**TASK BRIEF:** Please filter the listing below, keeping every line that contains the word "foliage".

-- Start EXTRACTED RECORDS --

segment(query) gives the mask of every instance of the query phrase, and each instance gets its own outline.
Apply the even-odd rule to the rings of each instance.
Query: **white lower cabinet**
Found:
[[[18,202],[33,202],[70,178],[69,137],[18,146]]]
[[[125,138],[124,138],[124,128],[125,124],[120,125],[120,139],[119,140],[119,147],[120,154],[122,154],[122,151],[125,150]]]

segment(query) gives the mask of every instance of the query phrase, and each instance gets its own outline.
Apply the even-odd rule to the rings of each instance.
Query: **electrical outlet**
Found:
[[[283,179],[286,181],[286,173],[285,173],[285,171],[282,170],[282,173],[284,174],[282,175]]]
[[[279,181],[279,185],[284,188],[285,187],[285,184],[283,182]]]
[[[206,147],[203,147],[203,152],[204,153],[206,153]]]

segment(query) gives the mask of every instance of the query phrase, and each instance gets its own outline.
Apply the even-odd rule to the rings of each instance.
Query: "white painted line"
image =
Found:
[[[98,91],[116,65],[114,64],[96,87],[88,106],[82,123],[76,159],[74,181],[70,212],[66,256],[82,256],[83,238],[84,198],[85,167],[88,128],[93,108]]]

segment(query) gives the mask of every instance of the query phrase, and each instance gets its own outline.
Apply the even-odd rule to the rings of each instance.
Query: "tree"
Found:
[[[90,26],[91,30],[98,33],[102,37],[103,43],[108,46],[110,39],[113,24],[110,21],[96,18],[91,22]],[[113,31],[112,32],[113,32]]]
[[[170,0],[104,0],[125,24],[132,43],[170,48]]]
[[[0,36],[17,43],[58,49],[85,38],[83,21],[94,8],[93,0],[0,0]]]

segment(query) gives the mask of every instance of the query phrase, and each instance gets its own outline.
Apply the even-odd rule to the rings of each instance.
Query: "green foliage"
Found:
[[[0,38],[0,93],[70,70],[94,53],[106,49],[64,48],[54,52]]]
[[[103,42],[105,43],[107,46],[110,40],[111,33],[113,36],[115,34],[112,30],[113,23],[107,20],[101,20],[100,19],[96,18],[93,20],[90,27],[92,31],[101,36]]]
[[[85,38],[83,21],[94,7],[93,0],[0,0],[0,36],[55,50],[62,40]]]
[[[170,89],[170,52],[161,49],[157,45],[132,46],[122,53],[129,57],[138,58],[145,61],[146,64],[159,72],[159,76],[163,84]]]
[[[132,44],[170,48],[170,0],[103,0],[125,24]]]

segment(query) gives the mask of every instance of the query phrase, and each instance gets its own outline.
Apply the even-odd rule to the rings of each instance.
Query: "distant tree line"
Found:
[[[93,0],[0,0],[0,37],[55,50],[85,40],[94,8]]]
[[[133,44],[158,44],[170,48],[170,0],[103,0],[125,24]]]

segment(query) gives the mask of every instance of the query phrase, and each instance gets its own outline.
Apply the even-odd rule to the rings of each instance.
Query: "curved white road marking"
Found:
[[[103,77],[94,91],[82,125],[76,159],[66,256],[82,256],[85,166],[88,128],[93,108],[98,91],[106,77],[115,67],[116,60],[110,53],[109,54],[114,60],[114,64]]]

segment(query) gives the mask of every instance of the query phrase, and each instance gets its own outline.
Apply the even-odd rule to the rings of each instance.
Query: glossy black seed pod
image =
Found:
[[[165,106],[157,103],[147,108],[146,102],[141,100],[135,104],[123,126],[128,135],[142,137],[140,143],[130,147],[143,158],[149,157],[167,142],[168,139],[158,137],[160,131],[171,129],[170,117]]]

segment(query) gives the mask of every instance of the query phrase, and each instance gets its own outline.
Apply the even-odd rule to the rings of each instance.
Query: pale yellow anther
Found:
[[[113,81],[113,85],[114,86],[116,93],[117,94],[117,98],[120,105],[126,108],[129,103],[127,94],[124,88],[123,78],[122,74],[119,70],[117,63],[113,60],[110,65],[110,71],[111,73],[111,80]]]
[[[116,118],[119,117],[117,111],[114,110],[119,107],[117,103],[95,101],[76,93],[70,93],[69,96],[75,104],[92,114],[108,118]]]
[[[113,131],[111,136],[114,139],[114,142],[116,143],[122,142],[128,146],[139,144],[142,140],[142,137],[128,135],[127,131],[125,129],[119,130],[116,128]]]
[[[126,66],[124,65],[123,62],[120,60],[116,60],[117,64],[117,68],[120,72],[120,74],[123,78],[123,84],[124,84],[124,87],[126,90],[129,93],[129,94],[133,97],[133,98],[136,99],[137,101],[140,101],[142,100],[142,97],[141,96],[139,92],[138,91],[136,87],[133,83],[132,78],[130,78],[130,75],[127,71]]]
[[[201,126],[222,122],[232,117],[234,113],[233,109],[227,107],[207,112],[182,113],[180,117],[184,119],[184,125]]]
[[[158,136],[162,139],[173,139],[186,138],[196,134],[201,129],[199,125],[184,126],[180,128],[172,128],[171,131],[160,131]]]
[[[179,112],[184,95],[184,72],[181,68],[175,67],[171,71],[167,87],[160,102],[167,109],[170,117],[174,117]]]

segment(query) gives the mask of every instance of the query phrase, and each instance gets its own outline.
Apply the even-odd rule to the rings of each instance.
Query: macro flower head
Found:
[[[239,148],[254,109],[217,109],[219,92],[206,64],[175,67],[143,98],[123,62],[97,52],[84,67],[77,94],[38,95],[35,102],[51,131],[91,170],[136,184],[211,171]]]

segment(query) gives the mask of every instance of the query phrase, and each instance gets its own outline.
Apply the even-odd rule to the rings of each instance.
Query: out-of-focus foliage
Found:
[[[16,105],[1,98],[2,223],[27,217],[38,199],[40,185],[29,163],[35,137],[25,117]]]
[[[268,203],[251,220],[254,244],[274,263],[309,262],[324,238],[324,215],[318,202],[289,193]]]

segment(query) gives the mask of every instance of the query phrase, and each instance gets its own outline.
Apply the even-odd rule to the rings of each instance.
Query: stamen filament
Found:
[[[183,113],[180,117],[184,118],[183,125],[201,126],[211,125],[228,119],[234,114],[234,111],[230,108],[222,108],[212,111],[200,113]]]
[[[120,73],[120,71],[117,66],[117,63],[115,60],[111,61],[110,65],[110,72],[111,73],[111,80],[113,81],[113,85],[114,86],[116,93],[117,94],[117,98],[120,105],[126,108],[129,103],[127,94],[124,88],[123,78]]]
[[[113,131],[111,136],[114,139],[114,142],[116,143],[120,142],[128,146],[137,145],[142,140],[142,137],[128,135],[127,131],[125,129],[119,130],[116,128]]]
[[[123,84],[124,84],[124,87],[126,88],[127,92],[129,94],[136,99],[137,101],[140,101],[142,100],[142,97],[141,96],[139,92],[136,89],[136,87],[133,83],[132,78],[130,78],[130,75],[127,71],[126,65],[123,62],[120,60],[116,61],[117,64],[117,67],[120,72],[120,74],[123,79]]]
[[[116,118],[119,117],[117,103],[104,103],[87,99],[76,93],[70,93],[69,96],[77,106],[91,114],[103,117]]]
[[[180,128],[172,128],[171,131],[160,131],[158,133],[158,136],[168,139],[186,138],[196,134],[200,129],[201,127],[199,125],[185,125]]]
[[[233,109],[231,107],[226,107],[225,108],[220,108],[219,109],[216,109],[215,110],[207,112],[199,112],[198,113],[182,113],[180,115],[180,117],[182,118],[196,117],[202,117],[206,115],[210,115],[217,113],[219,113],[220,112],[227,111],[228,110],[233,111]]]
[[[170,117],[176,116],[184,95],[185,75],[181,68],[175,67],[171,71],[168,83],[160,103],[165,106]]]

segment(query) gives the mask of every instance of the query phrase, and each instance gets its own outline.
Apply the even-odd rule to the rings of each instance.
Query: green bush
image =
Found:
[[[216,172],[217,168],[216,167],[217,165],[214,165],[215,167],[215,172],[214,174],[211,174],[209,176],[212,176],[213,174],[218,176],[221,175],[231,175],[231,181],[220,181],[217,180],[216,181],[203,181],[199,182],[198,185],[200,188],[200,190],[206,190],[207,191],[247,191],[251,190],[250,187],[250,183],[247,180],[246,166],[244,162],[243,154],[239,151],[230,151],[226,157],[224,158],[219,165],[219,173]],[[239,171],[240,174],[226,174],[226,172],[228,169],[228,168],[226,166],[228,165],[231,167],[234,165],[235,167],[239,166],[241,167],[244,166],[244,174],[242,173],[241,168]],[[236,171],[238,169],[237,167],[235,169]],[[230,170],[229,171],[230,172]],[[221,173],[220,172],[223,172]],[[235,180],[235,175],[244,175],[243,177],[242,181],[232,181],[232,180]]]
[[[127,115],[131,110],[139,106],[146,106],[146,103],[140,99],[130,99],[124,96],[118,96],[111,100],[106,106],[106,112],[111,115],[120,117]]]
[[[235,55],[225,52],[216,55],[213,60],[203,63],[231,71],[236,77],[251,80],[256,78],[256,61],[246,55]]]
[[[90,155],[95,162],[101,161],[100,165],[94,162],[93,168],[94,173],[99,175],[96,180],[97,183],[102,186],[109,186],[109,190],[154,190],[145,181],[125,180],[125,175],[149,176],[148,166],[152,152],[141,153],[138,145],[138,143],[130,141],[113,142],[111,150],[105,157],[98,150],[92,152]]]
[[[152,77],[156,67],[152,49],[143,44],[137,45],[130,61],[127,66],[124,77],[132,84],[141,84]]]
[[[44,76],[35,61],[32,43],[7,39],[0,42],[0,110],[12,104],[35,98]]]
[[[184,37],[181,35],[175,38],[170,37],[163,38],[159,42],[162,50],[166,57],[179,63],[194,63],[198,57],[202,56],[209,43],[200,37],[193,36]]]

-- End EXTRACTED RECORDS --

**RIGHT ANSWER:**
Query: "green foliage"
Query: out-of-focus foliage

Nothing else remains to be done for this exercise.